| Task objective |
Rewrite only the lines of the entries from the line with "Task: confirm every instance of the helmet" up to and including the line with "[[33, 110]]". Multiply every coordinate in the answers by 2.05 and round to whole numbers, with halves rounded up, while keeping all other text and numbers unchanged.

| Material for this task |
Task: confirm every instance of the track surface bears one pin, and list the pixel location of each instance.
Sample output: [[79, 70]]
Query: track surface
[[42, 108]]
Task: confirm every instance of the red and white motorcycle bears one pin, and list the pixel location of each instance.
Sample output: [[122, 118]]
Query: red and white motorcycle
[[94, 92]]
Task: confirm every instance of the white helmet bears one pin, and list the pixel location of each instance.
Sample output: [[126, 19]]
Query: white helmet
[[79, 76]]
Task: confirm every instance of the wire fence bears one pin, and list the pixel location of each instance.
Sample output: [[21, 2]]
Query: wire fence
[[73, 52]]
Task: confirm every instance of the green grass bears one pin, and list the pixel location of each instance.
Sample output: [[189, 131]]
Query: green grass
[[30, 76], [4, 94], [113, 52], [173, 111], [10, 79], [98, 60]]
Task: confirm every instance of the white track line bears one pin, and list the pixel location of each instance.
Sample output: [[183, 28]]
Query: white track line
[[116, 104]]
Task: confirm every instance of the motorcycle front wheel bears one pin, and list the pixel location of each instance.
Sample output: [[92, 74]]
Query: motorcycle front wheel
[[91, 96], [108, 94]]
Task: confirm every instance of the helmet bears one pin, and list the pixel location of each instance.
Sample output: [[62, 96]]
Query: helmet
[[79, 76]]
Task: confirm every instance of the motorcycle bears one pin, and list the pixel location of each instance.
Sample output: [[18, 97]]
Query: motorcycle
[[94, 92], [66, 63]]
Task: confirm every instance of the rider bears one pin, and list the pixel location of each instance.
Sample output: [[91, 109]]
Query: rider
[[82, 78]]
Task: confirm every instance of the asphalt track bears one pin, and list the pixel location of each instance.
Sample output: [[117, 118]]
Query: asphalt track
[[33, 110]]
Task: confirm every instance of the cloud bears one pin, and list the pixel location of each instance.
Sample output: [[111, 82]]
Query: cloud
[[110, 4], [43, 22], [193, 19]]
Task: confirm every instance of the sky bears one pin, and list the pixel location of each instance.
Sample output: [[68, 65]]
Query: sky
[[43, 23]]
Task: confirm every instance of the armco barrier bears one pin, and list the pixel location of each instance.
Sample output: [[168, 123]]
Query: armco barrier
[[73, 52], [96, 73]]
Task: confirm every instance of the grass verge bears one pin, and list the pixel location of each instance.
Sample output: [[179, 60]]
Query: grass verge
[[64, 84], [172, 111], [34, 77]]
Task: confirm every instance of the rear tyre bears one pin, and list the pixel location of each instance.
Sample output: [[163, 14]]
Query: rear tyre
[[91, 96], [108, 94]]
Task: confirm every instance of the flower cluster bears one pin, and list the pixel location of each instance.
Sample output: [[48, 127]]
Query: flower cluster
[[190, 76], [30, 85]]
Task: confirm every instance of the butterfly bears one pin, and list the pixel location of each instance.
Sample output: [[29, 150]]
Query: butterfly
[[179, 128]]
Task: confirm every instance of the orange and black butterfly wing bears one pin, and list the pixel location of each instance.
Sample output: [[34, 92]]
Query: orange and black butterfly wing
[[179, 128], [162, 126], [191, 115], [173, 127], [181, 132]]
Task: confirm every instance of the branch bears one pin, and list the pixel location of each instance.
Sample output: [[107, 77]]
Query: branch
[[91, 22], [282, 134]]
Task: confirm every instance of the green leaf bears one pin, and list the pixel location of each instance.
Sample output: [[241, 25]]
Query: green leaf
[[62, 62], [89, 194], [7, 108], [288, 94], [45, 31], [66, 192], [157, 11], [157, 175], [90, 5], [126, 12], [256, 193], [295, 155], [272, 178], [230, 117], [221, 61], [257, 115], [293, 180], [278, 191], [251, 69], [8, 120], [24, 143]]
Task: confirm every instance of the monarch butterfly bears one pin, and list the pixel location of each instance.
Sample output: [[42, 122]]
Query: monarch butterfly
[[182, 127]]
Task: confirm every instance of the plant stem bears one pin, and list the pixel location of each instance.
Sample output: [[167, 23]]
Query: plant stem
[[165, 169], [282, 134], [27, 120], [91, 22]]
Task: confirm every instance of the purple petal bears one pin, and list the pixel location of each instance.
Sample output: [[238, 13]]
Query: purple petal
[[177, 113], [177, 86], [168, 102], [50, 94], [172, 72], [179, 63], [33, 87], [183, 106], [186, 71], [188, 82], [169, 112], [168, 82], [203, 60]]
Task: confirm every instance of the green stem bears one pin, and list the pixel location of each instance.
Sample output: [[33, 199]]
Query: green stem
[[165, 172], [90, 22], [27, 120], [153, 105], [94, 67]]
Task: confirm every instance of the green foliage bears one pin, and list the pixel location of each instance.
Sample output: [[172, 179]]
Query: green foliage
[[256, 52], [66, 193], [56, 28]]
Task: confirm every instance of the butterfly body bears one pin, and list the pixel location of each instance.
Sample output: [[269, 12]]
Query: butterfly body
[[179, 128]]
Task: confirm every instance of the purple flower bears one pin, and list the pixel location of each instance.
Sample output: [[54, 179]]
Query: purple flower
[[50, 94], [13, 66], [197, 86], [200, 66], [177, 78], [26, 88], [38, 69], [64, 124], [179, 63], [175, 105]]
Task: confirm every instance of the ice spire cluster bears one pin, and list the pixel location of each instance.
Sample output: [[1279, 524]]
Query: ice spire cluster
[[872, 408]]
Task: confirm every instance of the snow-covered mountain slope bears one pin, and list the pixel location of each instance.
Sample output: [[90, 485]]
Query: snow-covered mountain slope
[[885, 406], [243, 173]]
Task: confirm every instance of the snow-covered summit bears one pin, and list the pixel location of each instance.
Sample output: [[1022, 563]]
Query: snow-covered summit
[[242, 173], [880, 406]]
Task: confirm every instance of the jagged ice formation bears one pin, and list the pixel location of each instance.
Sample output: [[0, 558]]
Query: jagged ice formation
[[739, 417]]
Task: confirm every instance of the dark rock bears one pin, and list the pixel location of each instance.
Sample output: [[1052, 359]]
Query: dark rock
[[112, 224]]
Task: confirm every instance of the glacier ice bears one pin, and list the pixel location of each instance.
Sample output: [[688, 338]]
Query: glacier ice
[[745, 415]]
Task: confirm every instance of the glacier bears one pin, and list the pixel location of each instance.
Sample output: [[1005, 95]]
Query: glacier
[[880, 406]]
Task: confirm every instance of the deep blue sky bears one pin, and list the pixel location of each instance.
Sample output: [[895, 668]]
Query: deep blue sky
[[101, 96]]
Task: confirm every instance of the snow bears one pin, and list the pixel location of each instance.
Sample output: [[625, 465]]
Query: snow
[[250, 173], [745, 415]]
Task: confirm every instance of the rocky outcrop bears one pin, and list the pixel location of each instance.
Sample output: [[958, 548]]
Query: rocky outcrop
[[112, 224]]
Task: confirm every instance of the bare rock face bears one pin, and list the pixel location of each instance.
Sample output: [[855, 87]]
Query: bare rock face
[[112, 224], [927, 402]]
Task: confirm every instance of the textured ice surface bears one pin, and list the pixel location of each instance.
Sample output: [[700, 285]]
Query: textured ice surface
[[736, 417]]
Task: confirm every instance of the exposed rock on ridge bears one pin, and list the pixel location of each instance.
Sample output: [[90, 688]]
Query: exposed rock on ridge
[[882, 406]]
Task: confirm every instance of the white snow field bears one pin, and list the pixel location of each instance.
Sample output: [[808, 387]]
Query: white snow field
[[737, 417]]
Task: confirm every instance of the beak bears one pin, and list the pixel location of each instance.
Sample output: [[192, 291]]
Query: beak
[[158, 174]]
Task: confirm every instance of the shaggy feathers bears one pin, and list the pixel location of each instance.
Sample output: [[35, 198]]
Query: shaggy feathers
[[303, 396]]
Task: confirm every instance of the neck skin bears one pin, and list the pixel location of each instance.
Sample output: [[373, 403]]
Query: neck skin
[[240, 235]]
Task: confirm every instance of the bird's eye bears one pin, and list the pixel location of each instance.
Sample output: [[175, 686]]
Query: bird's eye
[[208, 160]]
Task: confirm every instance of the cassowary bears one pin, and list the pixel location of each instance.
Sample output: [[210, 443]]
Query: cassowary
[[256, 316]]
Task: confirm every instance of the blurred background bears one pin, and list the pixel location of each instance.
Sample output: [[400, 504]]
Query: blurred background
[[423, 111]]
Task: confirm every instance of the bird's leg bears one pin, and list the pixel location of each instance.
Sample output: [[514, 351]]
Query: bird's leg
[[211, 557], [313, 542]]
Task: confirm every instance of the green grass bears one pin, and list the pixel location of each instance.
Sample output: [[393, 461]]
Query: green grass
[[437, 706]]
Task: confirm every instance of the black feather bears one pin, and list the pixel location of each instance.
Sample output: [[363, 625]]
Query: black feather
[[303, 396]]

| Answer to this exercise |
Task: confirm every instance of the helmet bears one pin, and list the pixel location of each instance.
Sample output: [[62, 96]]
Query: helmet
[[162, 156]]
Task: confirm every instance of the motorcycle bears one pin, and list the pixel location of each instance.
Sample output: [[18, 97]]
Query: motorcycle
[[193, 189], [135, 129]]
Task: confirm every instance of the rider bears one pin, and list the pixel location of each instance.
Sample output: [[91, 109]]
Query: rider
[[168, 160]]
Task: confirm every instance of the asphalt track bears one pin, and list the pixel location of each instance.
Sample output: [[117, 118]]
Query: asphalt track
[[68, 226]]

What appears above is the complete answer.